[Start Excerpted records]
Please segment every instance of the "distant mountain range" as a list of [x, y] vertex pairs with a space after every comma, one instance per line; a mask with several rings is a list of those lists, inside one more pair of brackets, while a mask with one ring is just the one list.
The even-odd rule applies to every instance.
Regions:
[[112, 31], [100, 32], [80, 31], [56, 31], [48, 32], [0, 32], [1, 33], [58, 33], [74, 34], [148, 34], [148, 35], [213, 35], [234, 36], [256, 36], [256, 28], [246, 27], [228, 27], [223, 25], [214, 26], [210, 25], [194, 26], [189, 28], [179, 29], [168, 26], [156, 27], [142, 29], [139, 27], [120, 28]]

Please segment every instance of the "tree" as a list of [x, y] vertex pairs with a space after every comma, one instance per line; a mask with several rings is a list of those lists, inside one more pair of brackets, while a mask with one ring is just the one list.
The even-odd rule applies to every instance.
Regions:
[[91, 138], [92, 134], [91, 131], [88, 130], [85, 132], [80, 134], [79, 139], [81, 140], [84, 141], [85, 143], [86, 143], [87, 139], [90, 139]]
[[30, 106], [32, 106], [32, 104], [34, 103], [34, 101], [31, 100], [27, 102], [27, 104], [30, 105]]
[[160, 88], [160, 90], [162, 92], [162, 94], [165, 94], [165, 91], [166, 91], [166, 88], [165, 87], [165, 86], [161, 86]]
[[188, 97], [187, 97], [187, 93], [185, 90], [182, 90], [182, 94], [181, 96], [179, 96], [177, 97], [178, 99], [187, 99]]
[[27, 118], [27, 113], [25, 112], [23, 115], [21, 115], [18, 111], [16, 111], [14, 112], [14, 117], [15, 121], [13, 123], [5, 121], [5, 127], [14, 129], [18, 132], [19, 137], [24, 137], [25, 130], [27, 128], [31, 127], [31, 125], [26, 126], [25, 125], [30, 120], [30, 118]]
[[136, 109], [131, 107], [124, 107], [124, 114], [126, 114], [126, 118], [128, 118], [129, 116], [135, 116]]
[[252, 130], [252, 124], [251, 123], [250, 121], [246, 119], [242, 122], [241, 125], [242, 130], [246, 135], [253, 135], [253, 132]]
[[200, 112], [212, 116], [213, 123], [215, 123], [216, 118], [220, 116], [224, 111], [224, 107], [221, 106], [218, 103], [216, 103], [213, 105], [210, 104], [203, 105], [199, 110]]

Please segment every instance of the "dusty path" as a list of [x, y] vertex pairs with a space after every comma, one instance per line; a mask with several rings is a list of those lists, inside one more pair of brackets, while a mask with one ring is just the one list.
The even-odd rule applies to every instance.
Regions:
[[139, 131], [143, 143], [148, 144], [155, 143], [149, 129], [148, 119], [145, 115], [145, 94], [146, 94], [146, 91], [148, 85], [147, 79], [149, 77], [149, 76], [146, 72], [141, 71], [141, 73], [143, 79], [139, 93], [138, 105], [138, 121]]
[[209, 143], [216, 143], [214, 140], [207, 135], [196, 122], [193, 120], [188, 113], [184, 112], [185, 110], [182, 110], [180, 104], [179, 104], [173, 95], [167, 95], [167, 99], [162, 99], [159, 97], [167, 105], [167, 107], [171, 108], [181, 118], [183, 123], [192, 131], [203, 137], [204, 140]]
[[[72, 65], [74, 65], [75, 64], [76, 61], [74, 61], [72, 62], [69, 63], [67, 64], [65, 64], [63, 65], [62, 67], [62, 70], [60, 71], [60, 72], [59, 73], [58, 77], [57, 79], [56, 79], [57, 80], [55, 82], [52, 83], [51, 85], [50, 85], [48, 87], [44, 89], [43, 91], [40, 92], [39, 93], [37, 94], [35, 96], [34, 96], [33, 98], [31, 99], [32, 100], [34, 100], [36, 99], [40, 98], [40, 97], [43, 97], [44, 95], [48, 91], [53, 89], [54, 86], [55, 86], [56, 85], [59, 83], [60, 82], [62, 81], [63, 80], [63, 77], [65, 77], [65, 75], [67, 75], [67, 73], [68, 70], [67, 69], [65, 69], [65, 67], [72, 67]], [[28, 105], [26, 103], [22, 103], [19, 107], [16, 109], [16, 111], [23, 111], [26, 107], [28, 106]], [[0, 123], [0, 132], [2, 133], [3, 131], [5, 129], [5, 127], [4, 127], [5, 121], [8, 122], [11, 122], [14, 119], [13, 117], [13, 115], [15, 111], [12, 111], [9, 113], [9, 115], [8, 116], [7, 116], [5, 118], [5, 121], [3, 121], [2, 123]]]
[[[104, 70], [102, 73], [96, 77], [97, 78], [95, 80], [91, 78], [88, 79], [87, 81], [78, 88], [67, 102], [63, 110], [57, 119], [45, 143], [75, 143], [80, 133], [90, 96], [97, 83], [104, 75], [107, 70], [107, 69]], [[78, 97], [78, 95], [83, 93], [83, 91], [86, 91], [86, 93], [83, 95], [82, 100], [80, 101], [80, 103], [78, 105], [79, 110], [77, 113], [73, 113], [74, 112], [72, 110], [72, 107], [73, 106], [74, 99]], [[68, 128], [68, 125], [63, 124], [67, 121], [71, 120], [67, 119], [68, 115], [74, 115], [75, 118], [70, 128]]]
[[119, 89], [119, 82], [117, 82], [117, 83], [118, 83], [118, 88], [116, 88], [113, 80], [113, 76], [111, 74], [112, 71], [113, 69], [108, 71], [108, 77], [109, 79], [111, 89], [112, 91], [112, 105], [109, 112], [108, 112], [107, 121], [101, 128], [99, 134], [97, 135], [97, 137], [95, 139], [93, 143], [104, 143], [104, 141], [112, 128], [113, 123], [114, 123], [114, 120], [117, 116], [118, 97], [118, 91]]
[End Excerpted records]
**Stated exercise:** Starting at the beginning of the records and ending at the line that contains "27], [120, 28]]", copy those lines with "distant mountain range" swapped for "snowy mountain range" and everything else left as it is.

**Exercise result:**
Please segment every instance of the "snowy mountain range" as a list of [x, y] vertex pairs with a space after every comma, one instance per line; a mask with several rings is a list of those lists, inside one more pair of brackets, while a mask with one ring is just the one list.
The even-odd rule applies to every instance.
Regions:
[[112, 31], [100, 32], [80, 31], [56, 31], [48, 32], [0, 32], [1, 33], [58, 33], [74, 34], [148, 34], [148, 35], [213, 35], [234, 36], [256, 36], [256, 28], [246, 27], [228, 27], [223, 25], [214, 26], [210, 25], [194, 26], [189, 28], [179, 29], [168, 26], [156, 27], [142, 29], [139, 27], [120, 28]]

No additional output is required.